- [DIRECTIONS]: In the article about WPI's All-America athletes, in which weight class did Brian Amato finish eighth?

- [SOURCE TEXT]:
= Beginning of Section =
WPI Student-Athletes Garner All-America Accolades
Brian Amato ’17, the first WPI wrestler since 1997
to achieve All-America status.
On the weekend of March 14–15, while many WPI students were enjoying the last days of spring break, two student-athletes were competing in championships on a national stage: In Winston-Salem, North Carolina, senior Laura Pumphrey attempted to break her own record at the NCAA Division III Track and Field Championship, while sophomore Brian Amato engaged in two of the most challenging matches he had ever faced at the NCAA Division III Wrestling Championships in Hershey, Pennsylvania.
Both students were the sole members of their teams to qualify for the national competitions—and both made history by receiving All-America honors, a distinction given to the top eight finalists in each event.
Pumphrey cleared a high jump of 5’5" to tie for fifth place, topping her eighth place finish at the 2013 championship and making her one of only two students ever from the WPI women’s track and field team to receive three All-America honors.
Amato won two grueling matches in overtime and went on to finish eighth in the 125 pound weight class, becoming the ninth WPI wrestler, and first since 1997, to achieve All-America status.
"I started wrestling when I was in third grade, so All-America is a goal I’ve been working towards since I was a kid," he says. "It was particularly meaningful because I able to take part in some really nail-biting matches against great competitors."
Pumphrey, who received All-America honors for indoor and outdoor high jumps in 2013, says that her final appearance at the indoor track and field national championship was both bittersweet and memorable.
"Even though I went the competition alone, my team was very supportive and I felt like everyone was there with me," she says. "It was also a great chance to meet other Division III students who are so committed to both academics and sports."
= End of Section =
- [DATA EXCERPTS]:
= Beginning of Section =
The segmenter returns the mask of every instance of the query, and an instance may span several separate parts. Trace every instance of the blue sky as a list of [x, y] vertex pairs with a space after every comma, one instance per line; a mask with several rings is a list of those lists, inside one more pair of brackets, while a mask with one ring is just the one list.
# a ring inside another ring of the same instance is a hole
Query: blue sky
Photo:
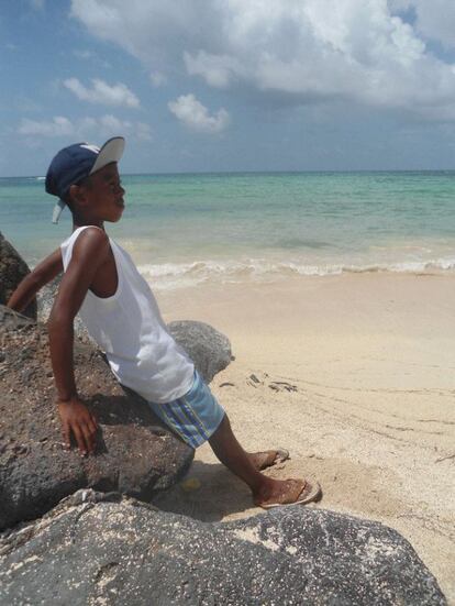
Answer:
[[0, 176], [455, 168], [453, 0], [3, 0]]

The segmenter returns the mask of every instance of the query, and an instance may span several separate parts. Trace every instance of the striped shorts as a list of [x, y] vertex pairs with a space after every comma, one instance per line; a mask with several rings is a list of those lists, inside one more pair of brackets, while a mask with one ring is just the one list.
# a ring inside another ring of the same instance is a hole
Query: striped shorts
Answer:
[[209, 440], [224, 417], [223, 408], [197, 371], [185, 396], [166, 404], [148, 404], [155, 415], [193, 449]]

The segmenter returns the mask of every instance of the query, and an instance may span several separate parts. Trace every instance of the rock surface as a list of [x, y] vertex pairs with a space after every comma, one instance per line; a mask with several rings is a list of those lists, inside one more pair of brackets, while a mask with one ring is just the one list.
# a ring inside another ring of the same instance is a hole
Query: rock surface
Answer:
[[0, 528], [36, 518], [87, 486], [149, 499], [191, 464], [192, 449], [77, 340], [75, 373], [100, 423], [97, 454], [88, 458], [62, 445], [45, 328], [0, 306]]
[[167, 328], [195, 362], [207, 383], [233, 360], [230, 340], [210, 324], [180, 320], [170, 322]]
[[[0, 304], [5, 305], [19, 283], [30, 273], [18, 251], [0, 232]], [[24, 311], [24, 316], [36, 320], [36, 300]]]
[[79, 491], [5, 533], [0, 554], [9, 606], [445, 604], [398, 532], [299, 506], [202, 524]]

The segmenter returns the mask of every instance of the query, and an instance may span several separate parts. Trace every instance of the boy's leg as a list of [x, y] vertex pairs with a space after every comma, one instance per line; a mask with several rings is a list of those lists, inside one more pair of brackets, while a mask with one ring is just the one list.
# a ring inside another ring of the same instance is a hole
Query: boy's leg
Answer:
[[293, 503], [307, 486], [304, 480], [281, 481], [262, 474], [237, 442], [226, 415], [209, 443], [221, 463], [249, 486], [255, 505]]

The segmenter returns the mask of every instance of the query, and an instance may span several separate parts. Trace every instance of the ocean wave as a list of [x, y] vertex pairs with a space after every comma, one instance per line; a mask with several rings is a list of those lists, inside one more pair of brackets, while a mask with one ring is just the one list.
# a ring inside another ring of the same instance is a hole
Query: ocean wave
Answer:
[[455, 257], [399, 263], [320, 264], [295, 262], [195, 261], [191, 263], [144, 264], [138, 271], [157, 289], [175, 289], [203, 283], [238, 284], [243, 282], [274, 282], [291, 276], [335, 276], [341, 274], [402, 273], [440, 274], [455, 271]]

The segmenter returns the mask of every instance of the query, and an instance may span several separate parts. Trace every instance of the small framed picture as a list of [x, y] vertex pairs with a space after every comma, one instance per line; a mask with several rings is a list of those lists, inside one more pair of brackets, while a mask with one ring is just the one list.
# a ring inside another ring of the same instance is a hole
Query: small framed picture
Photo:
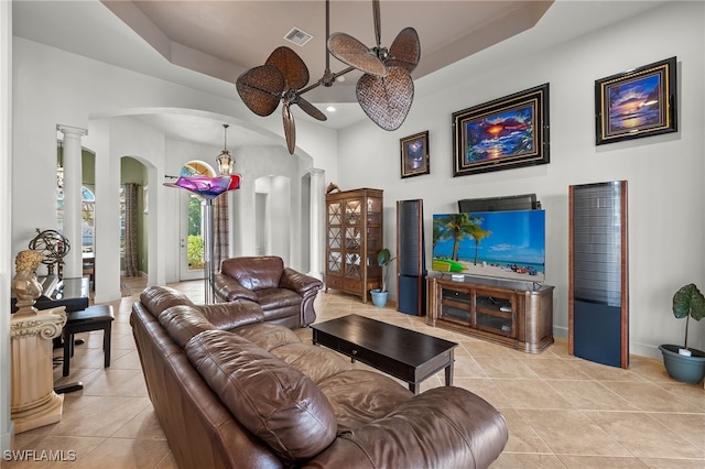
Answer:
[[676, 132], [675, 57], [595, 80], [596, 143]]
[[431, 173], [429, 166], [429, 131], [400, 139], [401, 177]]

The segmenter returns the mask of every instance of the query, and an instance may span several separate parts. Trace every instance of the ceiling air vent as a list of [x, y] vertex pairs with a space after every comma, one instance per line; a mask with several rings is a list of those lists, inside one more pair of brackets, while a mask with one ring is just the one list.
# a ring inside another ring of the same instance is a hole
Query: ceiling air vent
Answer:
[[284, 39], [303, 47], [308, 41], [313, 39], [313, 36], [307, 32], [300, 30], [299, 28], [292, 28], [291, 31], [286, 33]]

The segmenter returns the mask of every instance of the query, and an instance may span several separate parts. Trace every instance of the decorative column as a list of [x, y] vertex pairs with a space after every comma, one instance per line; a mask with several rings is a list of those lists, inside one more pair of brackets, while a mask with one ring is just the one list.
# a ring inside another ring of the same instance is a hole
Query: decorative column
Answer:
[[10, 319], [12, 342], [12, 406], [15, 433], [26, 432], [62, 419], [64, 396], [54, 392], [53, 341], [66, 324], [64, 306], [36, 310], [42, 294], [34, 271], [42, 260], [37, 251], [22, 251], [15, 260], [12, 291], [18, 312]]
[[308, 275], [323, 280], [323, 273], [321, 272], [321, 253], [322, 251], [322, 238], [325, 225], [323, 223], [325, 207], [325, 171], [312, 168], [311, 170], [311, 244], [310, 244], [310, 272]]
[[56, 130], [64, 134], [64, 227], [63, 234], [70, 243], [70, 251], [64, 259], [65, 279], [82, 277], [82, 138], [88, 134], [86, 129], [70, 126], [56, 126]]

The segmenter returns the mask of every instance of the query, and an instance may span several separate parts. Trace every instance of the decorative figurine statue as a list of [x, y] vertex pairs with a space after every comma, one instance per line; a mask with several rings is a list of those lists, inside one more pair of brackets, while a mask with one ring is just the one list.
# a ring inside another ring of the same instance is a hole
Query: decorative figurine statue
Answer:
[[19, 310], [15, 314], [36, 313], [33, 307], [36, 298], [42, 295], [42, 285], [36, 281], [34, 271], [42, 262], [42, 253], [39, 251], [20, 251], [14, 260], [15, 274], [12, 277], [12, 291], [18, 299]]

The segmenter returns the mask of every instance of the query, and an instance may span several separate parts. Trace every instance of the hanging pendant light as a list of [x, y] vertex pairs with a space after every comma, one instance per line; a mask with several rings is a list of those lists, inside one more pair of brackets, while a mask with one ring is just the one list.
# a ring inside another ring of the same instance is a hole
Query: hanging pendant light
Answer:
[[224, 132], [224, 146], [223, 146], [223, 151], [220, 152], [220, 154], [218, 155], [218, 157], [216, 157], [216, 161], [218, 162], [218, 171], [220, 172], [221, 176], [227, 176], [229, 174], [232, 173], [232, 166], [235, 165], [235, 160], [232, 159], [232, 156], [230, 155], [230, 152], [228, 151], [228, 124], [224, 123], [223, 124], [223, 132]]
= End of Section =
= Beginning of Section =
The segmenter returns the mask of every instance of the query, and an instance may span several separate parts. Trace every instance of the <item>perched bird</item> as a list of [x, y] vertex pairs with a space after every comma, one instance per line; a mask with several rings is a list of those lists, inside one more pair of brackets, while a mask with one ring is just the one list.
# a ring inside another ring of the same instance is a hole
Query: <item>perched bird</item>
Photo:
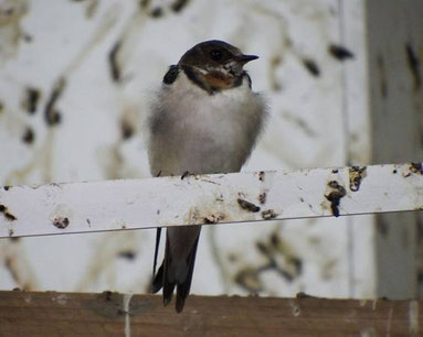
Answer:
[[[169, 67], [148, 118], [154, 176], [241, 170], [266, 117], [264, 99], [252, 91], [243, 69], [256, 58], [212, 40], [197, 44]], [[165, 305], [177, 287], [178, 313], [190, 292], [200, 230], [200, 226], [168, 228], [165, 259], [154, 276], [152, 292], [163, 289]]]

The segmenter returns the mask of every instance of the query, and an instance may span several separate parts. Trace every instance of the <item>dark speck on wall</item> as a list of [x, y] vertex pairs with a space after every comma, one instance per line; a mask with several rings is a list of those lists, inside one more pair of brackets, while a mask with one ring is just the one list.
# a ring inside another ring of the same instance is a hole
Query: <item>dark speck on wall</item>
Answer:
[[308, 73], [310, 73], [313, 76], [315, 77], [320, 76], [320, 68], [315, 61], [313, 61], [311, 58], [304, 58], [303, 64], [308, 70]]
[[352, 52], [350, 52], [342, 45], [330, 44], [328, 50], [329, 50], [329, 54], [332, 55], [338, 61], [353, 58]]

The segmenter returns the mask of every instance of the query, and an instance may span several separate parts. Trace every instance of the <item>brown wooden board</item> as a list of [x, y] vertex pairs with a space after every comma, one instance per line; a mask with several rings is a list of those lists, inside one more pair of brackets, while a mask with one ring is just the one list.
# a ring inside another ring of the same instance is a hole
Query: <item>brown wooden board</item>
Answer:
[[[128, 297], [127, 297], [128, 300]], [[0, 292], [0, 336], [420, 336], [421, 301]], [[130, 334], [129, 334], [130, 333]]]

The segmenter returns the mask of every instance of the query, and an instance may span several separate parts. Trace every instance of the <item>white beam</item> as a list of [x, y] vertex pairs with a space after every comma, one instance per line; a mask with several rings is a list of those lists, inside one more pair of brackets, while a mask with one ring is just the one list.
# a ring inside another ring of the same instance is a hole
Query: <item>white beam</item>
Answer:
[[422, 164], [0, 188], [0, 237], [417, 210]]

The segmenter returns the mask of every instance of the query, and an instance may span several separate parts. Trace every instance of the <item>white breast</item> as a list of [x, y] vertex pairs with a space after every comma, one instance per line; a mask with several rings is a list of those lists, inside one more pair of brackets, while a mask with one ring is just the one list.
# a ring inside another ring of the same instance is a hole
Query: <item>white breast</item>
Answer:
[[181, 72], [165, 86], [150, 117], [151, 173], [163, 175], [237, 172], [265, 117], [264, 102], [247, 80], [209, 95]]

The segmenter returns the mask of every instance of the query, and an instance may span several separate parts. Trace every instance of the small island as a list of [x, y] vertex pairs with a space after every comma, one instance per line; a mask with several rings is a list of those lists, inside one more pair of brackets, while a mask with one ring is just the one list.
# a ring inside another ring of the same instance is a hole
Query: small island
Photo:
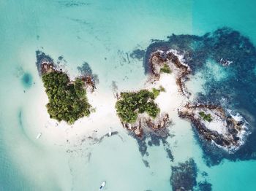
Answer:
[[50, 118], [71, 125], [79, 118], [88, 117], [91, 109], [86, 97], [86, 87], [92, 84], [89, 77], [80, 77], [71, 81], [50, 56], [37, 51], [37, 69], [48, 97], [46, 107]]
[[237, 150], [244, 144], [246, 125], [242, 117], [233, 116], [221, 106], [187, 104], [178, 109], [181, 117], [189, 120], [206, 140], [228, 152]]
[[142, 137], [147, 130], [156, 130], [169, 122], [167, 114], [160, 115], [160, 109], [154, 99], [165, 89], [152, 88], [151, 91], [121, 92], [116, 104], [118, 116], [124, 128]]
= End of Section =
= Beginning of Section =
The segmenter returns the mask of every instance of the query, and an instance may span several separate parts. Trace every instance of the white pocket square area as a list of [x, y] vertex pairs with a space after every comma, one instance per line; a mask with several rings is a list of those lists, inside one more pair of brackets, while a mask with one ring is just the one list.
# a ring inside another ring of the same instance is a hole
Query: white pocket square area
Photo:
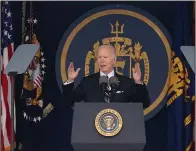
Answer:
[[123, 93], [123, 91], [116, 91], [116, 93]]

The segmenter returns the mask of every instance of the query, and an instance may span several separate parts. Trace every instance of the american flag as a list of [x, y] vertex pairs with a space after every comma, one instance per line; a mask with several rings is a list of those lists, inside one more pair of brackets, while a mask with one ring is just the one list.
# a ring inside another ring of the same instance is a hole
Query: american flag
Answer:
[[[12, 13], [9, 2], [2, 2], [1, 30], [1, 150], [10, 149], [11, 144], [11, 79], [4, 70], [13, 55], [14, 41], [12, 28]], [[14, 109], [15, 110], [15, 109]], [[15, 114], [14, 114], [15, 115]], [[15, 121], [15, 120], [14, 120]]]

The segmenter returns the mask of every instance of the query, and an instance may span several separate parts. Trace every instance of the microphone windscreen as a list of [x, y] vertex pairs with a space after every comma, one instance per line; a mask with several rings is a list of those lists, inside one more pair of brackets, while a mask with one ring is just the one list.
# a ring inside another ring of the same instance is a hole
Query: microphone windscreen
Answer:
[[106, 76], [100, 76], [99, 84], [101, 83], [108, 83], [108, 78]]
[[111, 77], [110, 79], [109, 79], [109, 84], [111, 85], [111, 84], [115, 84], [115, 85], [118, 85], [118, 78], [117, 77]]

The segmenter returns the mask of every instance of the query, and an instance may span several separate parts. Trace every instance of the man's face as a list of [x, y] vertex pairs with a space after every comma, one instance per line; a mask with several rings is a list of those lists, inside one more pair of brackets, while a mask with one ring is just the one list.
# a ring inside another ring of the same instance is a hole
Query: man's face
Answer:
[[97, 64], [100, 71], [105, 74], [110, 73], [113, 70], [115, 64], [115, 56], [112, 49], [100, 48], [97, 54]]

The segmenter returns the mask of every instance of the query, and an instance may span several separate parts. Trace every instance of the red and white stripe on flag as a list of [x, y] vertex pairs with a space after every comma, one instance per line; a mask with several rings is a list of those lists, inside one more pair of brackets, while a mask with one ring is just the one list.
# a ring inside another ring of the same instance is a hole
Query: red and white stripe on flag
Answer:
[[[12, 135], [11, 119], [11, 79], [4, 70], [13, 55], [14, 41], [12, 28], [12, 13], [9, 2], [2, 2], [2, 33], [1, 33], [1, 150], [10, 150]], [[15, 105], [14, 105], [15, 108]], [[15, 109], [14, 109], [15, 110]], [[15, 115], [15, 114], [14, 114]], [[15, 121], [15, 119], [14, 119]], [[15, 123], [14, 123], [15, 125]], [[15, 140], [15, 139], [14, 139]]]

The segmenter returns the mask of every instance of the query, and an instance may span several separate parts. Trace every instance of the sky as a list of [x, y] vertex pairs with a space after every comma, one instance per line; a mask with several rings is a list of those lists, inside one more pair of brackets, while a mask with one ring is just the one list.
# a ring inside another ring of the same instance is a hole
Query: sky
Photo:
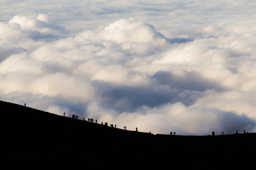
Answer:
= End of Section =
- [EXERCISE SOLUTION]: The 125 pound weight class.